→ **Page extract**:

= Gabriel de Gramont =

French Roman Catholic bishop and cardinal

Gabriel de Gramont (1486–1534) was a French Roman Catholic bishop and cardinal.

==Biography==

Gabriel de Gramont was born in Gascony in 1486, the son of Roger de Gramont, signeur of Bidache, and Eléonore de Béarn. His brother, Charles de Gramont was the Archbishop of Bordeaux.

Early in his life, he was ordained as a deacon. On 25 June 1515 he was elected Bishop of Couserans. He was transferred to the see of Tarbes on 19 September 1524. He occupied that see until his death.

He was maître des suppliques under Francis I of France. He was promoted to the metropolitan see of Bordeaux. In 1525, the queen regent, Louise of Savoy sent Bishop Gramont to Spain to secure the freedom of Francis I. In 1526, he was imprisoned by Charles V, Holy Roman Emperor, who was angry at his role in founding the League of Cognac; when England and France arrested the imperial ambassadors, the emperor ordered Bishop Gramont released. Returning to the Kingdom of France, he was despatched to the Kingdom of England in an attempt to encourage Henry VIII of England to divorce Catherine of Aragon and form a French alliance by marrying Marguerite de Navarre, the sister of King Francis and the widow of Charles IV, Duke of Alençon. He was then sent as French ambassador to the Holy See.

→ **Exercise tasks**:
1/ Reproduce word for word the part of the Gabriel de Gramont biography that opens with the words containing "Gabriel de Gramont was" and closes with "Archbishop of Bordeaux.".
2/ Continue the Gabriel de Gramont biography from its last sentence.

→ **Data under study**:
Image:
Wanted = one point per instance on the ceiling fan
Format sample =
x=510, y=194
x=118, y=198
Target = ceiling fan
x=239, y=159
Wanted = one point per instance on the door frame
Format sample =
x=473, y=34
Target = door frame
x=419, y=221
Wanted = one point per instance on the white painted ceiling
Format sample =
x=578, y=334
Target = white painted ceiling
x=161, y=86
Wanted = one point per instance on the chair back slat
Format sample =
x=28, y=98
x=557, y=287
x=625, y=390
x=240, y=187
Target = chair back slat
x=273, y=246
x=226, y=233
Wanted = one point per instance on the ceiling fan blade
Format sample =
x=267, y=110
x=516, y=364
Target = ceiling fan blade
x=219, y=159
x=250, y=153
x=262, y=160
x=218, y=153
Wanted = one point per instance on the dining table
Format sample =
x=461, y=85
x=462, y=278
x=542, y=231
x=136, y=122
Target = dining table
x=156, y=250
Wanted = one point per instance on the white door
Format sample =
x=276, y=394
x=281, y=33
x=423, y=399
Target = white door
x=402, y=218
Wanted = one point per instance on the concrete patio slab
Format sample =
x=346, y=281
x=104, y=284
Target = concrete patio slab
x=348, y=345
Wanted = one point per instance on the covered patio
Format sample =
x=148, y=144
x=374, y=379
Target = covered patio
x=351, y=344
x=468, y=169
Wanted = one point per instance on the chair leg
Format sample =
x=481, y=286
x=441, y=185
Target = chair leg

→ **Solved tasks**:
1/
Gabriel de Gramont was born in Gascony in 1486, the son of Roger de Gramont, signeur of Bidache, and Eléonore de Béarn. His brother, Charles de Gramont was the Archbishop of Bordeaux.

2/
On 14 July 1529 he was elected Archbishop of Bordeaux by the cathedral chapter of Bordeaux Cathedral; Pope Clement VII confirmed his appointment on 24 September 1529. He resigned the administration of the archdiocese to his brother Charles de Gramont on 9 March 1530. In December 1529, the pope made him his nuncio extraordinary to the Kingdom of France.

Pope Clement VII made him a cardinal priest in the consistory of 8 June 1530. He received the red hat and the titular church of San Giovanni a Porta Latina on 22 June 1530. He opted for the titular church of Santa Cecilia in Trastevere on 9 January 1531.

On 13 January 1532 Francis I of France named him Bishop of Poitiers. He subsequently occupied that see until his death.

In 1533 he negotiated the marriage between Henry, Duke of Orléans and Catherine de' Medici, the niece of Pope Clement VII. As part of these negotiations, on 1 August 1533, the pope met the king of France at Marseille.

On 17 October 1533 he was named Archbishop of Toulouse. He subsequently occupied that see until his death.

He died of typhoid fever in the château of Balma on 26 March 1534. He was buried with his ancestors in the church of Bidache.